* WORK TO COMPLETE
Send each entry back exactly as given, pictures excluded.

[Image point grounding data]
__________________________________________________

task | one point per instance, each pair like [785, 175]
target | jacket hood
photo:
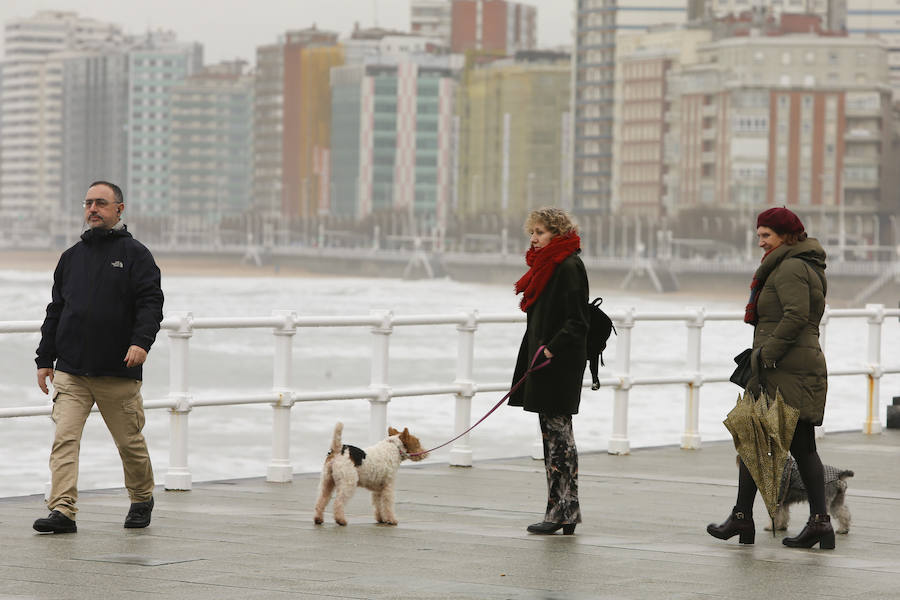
[91, 235]
[809, 250]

__________________________________________________

* RESULT OF THIS TASK
task | one point per instance, each pair like [785, 175]
target | jacket hood
photo:
[91, 235]
[809, 250]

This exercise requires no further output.